PAGINA
********
In oktober 1989 werd Evan Demoulas ervan in kennis gesteld dat het Gemenebest Massachusetts belasting wilde heffen over aandelen ter waarde van $1 miljoen die hij drie jaar eerder had verkocht. Demoulas was in de war door het telefoontje, aangezien hij nooit aandelen had verkocht. Hij stelde een onderzoek in en ontdekte dat zijn oom, Mike Demoulas, een groot deel van de aandelen van hem en zijn familie in Demoulas Super Markets had gekocht zonder dat zij daarvan op de hoogte waren.
In 1990 klaagden de weduwe en kinderen van George Demoulas Mike Demoulas aan, omdat zij beweerden dat zij waren opgelicht met hun aandelen in het bedrijf. Zij beweerden dat zij Mike hadden vertrouwd om voor de familie te zorgen na de dood van George en dat hij dit vertrouwen uitbuitte om hen alle onroerende goederen van George en 84% van zijn aandelen in DeMoulas Super Markets te laten verkopen aan leden van zijn eigen familie voor een prikje. Mike Demoulas voerde aan dat de erfgenamen van zijn broer hun aandelen in het bedrijf vrijwillig hadden verkocht omdat zij geld wilden en hun aandelen in DeMoulas geen dividend uitkeerden. Volgens Mike Demoulas vroeg Evanthea hem om haar aandelen te verkopen zodat zij geld had om haar kinderen op te voeden, Evan verkocht zijn aandelen zodat hij zijn carrière in de autosport kon beginnen, en Diana en Fotene verkochten hun aandelen nadat zij hadden gezien hoeveel geld hun broer ontving. Toen het bedrijf in 1988 echter dividenden begon uit te keren, zag de familie hoeveel geld zij hadden kunnen verdienen als zij hun aandelen hadden gehouden en trachtte zij “de geschiedenis te herschrijven” om terug te krijgen wat zij hadden verkocht. George’s kinderen erkenden dat zij veel van de documenten hadden ondertekend die de verkoop en overdracht goedkeurden, maar verklaarden dat zij zich niet bewust waren van wat zij ondertekenden omdat zij te jong waren om het te begrijpen en erop vertrouwden dat hun oom voor hen zou zorgen. Een jury stelde de familie van George in het gelijk.
********
GEGEVENSBLOK
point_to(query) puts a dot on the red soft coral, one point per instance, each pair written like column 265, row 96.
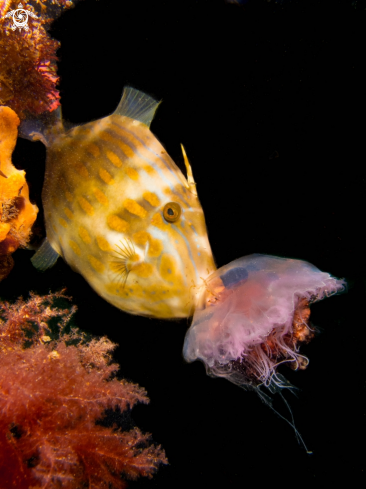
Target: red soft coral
********
TE DOEN
1. Typ uit het stuk over de aandelenkwestie bij Demoulas letterlijk over: begin bij de woorden "In oktober 1989" en stop na "de hoogte waren.".
2. Schrijf het stuk over de aandelenkwestie bij Demoulas verder, te beginnen na de laatste zin.

ANTWOORDEN PER OPDRACHT
1.
In oktober 1989 werd Evan Demoulas ervan in kennis gesteld dat het Gemenebest Massachusetts belasting wilde heffen over aandelen ter waarde van $1 miljoen die hij drie jaar eerder had verkocht. Demoulas was in de war door het telefoontje, aangezien hij nooit aandelen had verkocht. Hij stelde een onderzoek in en ontdekte dat zijn oom, Mike Demoulas, een groot deel van de aandelen van hem en zijn familie in Demoulas Super Markets had gekocht zonder dat zij daarvan op de hoogte waren.

2.
Een paar weken na de uitspraak, diende George’s zoon Arthur S. Demoulas een tweede aanklacht in, deze keer bewerende dat Mike Demoulas activa had omgeleid van het familiebedrijf in gezamenlijk bezit, Demoulas Super Markets, naar bedrijven die door hem en zijn kinderen werden gecontroleerd, waaronder Market Basket. Na een proces van vierentachtig dagen stelde rechter Maria Lopez de eisers in het gelijk. Lopez kende de familie van George ongeveer 206 miljoen dollar toe voor dividenden op aandelen die ten onrechte waren weggesluisd en 50,5% van het bedrijf. Zij beval ook dat alle activa van Market Basket en de andere bedrijven die door Mike Demoulas en zijn familie werden gecontroleerd, werden overgedragen aan Demoulas Super Markets en dat Mike Demoulas werd verwijderd als president van het bedrijf.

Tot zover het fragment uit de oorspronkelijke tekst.